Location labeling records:
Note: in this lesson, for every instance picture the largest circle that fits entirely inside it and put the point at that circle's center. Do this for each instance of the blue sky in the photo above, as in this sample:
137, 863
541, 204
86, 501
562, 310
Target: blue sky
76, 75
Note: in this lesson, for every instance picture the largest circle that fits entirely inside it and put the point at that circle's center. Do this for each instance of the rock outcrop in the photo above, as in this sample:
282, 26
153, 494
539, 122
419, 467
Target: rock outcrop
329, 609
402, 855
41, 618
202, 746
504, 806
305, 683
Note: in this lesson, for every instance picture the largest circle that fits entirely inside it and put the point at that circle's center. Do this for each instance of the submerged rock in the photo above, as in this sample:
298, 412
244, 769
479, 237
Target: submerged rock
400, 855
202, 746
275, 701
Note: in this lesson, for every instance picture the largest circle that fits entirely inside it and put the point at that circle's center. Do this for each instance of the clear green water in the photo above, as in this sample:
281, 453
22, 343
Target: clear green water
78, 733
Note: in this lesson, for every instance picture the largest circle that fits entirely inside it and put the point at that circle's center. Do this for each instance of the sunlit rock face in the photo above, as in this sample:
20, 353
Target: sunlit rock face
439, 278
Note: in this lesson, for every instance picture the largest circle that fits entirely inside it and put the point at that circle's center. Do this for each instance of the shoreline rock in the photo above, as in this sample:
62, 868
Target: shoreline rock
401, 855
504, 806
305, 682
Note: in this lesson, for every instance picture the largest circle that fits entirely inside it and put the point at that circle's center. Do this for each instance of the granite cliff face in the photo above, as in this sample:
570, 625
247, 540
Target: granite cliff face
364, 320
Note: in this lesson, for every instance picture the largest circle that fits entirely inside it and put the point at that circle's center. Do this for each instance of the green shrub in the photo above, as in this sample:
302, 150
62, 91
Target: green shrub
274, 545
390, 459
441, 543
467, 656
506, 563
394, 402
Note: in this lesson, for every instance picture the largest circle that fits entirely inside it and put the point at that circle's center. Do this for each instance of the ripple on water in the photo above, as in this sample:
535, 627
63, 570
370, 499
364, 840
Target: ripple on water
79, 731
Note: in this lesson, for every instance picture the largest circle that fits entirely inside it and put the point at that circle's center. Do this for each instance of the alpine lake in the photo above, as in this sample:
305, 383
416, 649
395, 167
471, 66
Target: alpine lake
--
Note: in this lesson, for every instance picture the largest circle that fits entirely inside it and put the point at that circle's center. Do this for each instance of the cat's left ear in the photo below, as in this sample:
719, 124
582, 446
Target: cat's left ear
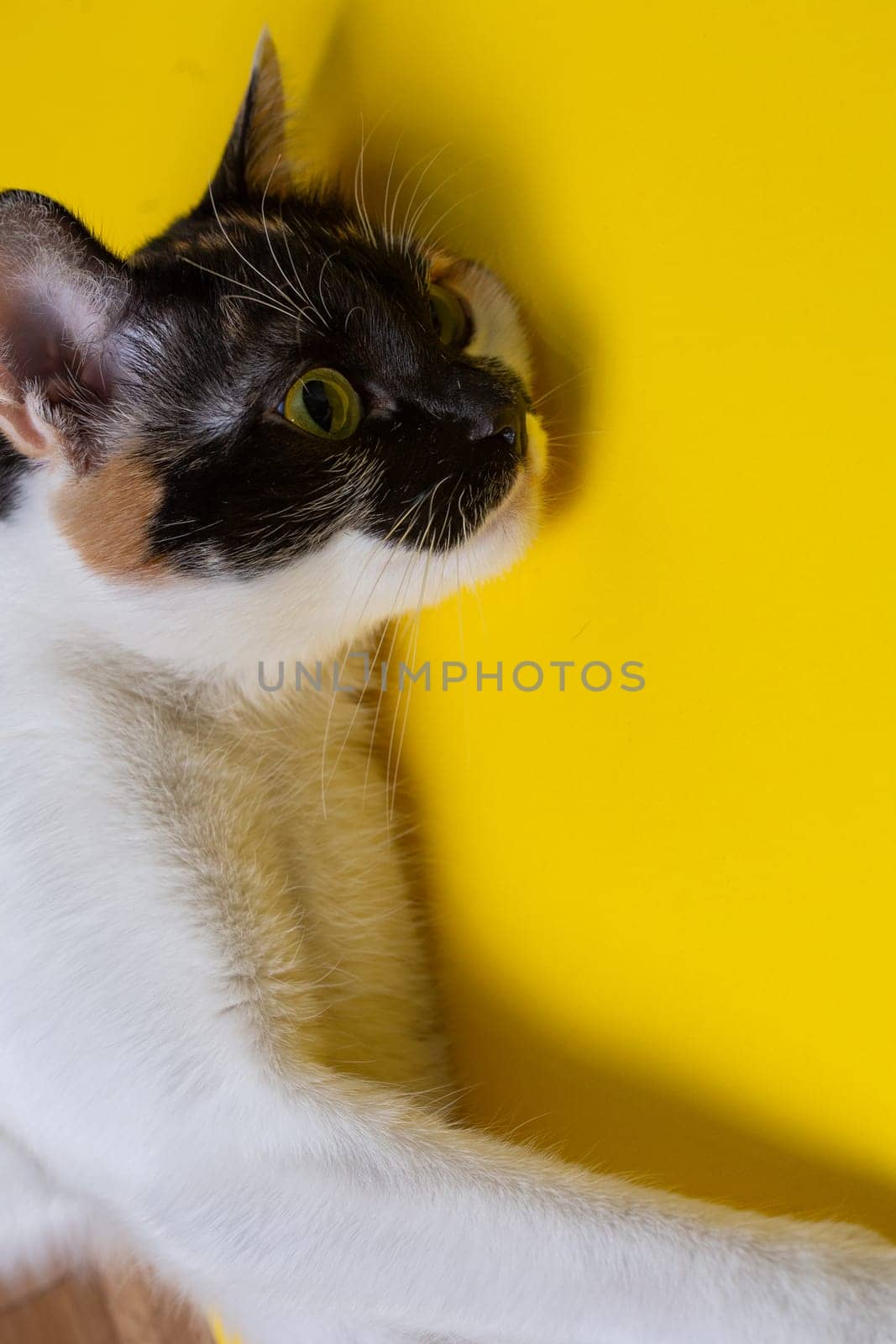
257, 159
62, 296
* * *
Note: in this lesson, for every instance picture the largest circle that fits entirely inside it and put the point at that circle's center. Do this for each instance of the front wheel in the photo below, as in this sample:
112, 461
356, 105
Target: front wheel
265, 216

▸ What is being asked
Please return each line above that contains the word "sunlit".

▸ Answer to the problem
Note: in this lesson, for every instance picture the largest circle that fits entirely inside it and put the point at that circle's center. Do this for each instance of the sunlit rock face in the photo above, as in this sample:
Target: sunlit rock face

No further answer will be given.